# WHAT NEEDS TO BE DONE
Continue the blog post about the Jahsonic citation of Ravel's opera, picking up right after its last sentence.

### EXTRACT TO READ

I did not sign up for Facebook in an idle moment. I happened to notice, on my WordPress “dashboard,” that the DB had received an incoming link from “Jahsonic.” Really! Exploring a bit, I came across this post. If you scroll down, you’ll find that the author of Jahsonic, Jan Geerinck, a gentleman in Antwerp, cites the DB as authority for the proposition that the old tale about the lady who hides her lover in a tub, launched by Apuleius and picked up by Boccaccio, provides the basis for Ravel’s highly but dryly entertaining one-act opera, L’heure espagnole. Wow!

This is why I don’t try to edit Wikipedia entries. I send them $10 a month, not my emendations. I would lose faith in Wikipedia altogether if I thought that the reference I was checking out might have been written by me. My attribution of Ravel’s plot is just the sort of armchair scholarship that I’m trying to purge from my system. Nevertheless, I stand by the assertion, at least for the time being. The important thing was to thank Mr Geerinck.

######
### EXCERPTED RECORDS

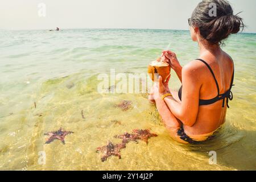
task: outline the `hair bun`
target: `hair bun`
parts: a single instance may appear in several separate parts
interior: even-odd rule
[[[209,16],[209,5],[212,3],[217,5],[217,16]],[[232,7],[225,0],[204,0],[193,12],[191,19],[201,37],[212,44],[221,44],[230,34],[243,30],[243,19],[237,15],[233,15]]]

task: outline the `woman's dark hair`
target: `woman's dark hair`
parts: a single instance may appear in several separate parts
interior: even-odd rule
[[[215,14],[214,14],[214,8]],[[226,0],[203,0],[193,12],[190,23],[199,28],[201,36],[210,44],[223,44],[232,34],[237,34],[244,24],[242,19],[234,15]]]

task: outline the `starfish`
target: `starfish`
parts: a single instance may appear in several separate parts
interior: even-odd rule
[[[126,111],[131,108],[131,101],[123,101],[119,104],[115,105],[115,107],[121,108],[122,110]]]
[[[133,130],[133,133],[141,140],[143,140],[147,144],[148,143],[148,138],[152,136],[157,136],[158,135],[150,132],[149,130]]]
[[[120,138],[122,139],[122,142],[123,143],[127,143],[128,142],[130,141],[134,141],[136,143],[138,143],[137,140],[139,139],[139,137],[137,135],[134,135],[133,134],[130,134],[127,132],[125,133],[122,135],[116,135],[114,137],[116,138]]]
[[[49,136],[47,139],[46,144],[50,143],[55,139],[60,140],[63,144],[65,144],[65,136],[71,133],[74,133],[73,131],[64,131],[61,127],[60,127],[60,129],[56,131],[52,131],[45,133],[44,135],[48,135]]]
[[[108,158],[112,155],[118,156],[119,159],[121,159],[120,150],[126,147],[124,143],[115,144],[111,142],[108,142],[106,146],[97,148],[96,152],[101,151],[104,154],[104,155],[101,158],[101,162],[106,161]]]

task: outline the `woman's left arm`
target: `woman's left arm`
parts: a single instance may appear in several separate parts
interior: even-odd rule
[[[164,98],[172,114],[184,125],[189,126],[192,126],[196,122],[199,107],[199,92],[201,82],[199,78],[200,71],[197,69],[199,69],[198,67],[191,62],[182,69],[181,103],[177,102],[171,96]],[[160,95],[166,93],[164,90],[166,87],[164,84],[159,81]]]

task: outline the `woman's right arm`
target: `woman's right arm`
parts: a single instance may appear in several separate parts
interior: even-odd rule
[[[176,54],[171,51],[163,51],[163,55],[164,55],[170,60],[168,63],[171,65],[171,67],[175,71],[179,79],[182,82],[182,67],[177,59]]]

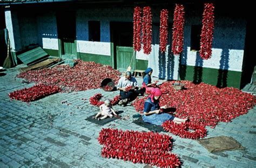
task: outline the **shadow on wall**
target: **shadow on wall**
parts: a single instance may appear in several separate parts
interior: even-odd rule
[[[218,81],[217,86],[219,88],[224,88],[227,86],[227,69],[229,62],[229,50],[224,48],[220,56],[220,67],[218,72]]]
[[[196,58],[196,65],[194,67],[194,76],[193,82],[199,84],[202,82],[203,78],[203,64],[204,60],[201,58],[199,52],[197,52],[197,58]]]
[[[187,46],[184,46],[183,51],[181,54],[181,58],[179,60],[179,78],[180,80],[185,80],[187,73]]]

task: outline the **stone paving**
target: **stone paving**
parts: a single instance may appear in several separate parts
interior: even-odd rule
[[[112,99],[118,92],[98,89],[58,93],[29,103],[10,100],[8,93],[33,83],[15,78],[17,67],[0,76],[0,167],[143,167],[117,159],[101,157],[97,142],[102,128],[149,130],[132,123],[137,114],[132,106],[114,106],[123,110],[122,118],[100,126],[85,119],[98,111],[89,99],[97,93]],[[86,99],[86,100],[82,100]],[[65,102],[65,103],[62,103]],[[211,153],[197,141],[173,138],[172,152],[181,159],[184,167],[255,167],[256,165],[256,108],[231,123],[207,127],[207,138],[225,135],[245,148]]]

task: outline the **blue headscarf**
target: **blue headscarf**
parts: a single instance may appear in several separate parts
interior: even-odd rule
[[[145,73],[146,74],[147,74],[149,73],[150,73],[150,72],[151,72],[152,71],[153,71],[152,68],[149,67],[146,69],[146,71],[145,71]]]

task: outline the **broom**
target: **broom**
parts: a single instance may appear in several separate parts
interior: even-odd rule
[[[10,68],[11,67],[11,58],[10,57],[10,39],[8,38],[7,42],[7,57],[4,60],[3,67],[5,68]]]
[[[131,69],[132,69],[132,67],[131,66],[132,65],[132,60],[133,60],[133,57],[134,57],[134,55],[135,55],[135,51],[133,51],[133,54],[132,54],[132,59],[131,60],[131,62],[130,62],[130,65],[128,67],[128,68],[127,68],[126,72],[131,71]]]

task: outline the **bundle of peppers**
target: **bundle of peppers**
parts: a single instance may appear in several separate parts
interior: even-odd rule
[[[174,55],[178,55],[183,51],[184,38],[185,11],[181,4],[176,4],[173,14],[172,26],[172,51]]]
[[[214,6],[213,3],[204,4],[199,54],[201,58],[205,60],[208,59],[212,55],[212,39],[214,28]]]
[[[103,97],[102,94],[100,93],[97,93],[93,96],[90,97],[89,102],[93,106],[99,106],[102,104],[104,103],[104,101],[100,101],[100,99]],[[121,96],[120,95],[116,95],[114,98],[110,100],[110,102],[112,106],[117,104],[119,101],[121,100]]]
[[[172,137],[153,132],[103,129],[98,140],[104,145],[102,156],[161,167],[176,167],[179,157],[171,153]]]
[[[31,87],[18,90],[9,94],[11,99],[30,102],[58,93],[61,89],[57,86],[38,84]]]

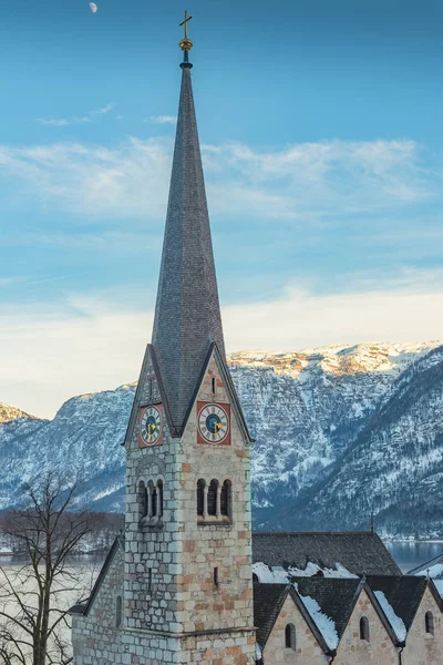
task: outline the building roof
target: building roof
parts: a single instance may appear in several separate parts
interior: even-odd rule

######

# RESPONSE
The problem was that I could do so in one of only two ways. I could post a comment, or I could contact him at Facebook. Posting a comment seemed a little vainglorious, or, what I call Tooting Bec. A Facebook contact would require me to sign up.

I’d been meaning to create a Facebook account. I’d been advised to do so — buy an adviser whom I pay! But whenever I thought of it, I saw myself as a dirty old man showing up at a middle-school sock hop. What’s he doing here? Well, that’s not what happened.

What happened was that, in the space of a day, I went from 0 to 29 friends, almost all of whom I know, but many of whom I’ve been out of touch with. A few people, I knew of. Wow! They confirmed our friendship? I do have to write to my rheumatologist at the Hospital for Special Surgery. I did not mean to ask him to be my friend. I think the world of Dr Magid, but I insist on maintaining a few shreds of our professional relationship. He is the doctor, and I am the patient. On the other hand, he does always ask what I’ve been reading. Maybe I ought to send him to Goodreads.

It’s not that I regard every one of my Facebook friends as friends. I’m not going to be asking anybody to help me paint the apartment. I take a very serious, French view of friendship: it includes one or two people outside your family plus everybody in your lycée class.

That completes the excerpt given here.